*EXERCISE PROMPT:*
Your task is to output the data exactly as it stands.

*DATA IN THIS EXERCISE:*

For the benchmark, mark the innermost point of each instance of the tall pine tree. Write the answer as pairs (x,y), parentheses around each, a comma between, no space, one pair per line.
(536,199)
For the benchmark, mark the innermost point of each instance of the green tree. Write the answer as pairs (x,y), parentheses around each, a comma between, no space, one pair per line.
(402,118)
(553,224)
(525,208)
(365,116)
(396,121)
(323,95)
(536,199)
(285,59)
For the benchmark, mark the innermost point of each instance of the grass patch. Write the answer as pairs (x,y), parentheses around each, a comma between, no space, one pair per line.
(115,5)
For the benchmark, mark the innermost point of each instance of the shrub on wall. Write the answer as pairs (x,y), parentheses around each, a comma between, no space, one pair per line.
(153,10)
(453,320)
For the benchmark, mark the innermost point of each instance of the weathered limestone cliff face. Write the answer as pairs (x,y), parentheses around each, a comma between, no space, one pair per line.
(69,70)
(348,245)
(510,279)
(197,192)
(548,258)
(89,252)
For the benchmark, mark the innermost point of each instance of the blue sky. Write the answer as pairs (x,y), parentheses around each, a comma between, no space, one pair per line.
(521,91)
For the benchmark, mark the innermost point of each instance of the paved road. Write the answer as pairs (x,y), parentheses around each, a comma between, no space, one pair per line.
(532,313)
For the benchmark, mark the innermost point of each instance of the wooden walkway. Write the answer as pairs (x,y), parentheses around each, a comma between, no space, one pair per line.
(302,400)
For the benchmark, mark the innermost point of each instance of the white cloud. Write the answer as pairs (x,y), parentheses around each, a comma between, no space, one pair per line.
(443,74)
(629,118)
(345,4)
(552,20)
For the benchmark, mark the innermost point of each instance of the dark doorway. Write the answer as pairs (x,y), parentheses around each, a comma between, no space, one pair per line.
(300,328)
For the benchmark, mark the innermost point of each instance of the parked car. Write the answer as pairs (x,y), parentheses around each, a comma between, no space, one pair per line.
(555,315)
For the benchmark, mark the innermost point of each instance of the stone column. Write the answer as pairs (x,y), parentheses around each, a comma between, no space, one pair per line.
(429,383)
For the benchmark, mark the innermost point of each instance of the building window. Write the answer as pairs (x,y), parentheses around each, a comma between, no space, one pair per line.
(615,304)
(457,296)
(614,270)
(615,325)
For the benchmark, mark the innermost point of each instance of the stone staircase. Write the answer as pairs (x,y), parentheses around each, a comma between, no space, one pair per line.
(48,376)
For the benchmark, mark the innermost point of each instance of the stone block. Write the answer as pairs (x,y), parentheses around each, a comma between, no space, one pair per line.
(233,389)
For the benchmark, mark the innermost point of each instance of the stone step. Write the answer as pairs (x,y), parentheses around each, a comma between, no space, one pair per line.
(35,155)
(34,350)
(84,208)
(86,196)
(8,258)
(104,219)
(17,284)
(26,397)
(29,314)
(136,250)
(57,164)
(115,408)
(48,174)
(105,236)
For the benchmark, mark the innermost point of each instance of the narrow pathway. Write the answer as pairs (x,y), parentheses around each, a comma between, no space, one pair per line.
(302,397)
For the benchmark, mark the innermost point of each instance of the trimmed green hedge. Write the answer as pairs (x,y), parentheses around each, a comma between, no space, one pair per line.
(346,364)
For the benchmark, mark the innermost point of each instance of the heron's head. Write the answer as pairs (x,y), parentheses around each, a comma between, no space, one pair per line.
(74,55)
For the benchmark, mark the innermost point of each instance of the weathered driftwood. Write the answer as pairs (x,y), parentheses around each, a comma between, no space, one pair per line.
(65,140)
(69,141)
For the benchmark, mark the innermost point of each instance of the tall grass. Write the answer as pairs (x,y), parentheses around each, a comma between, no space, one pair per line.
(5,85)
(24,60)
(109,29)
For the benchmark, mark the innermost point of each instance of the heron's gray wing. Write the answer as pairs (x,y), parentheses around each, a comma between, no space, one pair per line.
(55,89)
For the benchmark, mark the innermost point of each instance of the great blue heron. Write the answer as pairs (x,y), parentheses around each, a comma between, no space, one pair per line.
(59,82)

*TASK RESULT:*
For the benchmark, mark the innermost point of each instance of the tall pine tree. Write the answer as pairs (x,y), parentheses around each, a comma between, no space, one pair per line.
(536,199)
For the benchmark, mark the innermost point of each instance of the green tree. Write the answer as pairs (x,y), parentheses around each, a comma between, no space, one pair per line.
(402,118)
(553,224)
(525,208)
(365,116)
(396,121)
(323,95)
(536,199)
(285,59)
For the benchmark, mark the innermost point of each instance of the grass patch. Write the answer as pairs (x,y), parentheses around each, a comma between, no space, one pair per line.
(115,5)
For the benchmark, mark the innermost point of each instance of the shrub on wall. Write the answer as pairs (x,y), parentheses around each, a comma between, no space, one pair per line.
(153,10)
(453,320)
For the benchmark, mark the innermost point of each instance of the weathered limestone cliff face. Write the answer as pairs (x,y), parentheses around each, a comma between, no space, one pair per line.
(69,70)
(348,245)
(510,279)
(197,192)
(548,258)
(89,252)
For the benchmark, mark the innermost point of each instance of the blue sky. Write the answer as pairs (x,y), parentheses around each, a comma between, no space, one pair per line.
(521,91)
For the benchmark, mark the innermost point of each instance of the paved road. Write the answer as pairs (x,y), parentheses around each, a comma between, no space, one pair per line.
(532,313)
For the benchmark, mark the innermost point of each instance of the wooden walkway. Write the answer as pairs (x,y), parentheses around each, a comma between, no space, one pair per line.
(302,400)
For the benchmark, mark the innermost point of each instance of the white cloud. Write the answer as pairs (x,y), parentheses around each, a comma between, no space, one pair per line.
(443,74)
(629,118)
(345,4)
(552,20)
For the benchmark, mark the innermost point of each instance of the dark doorway. Write the answer as pairs (x,y), parentheses around each, a comma between, no space, one pair per line.
(300,328)
For the benchmark, mark the innermost point of each instance of the parked car. Write the answer as pairs (x,y), parentheses around each, a comma between, no space, one pair per line.
(555,315)
For the benchmark, mark the innermost point of each instance of the stone column. Write the answer as pairs (x,y), parentheses around each, a comma between, no space, one pair per line.
(429,383)
For the benchmark, mark the innermost point of each instance of the building window. Write the answer as pairs (x,y), parentheses around each, a comma between, no space, one pair per line.
(615,304)
(457,296)
(614,270)
(615,325)
For the benchmark, mark the innermost point of each instance of the stone staircase. Write the answer as pairs (x,y), parentheses around each, a comma between, no space, one pair per line.
(48,376)
For the benchmark, mark the innermost point of each instance of the stone block. Write the answer as pairs (x,y), parentheses around each, a comma between, no space, one pair per line.
(233,389)
For the benchmark, mark the innermost point of each instance of the stone step. Write the answer as pairs (x,y), parentheses around each, a comma between, no space, one pair per line.
(35,155)
(34,350)
(84,208)
(86,196)
(8,258)
(104,219)
(17,284)
(26,397)
(29,314)
(136,250)
(57,164)
(115,408)
(48,174)
(105,236)
For the benchmark, mark the innermost point of each instance of the narrow pathway. Write the answer as pairs (x,y), parentheses around each, a comma between, no space, one pair per line.
(302,397)
For the benchmark, mark the innermost point of each instance of the trimmed green hedge. Write the answer as pairs (x,y), parentheses around each, a comma between, no space, one pair per line.
(346,364)
For the benchmark, mark the innermost point of each instance of the heron's head. Write the answer as pairs (x,y), parentheses around each, a comma between, no space, one pair per line.
(74,55)
For the benchmark, mark the innermost point of each instance of the weathered driftwood. Write the answer as pairs (x,y), parentheses around each, a comma between, no space, one pair per line.
(65,140)
(69,141)
For the benchmark, mark the innermost point of each instance of the tall grass. Write the answer as pairs (x,y), parentheses around each, a comma between, no space, one pair per line.
(5,85)
(24,60)
(109,29)
For the benchmark, mark the innermost point of each instance of the heron's gray wing. Write the answer as pairs (x,y), parentheses around each, a comma between, no space, one pair per line.
(55,89)
For the benchmark, mark the innermost point of each instance of the great blue heron. Write the answer as pairs (x,y), parentheses around each, a comma between, no space, one pair per line.
(59,82)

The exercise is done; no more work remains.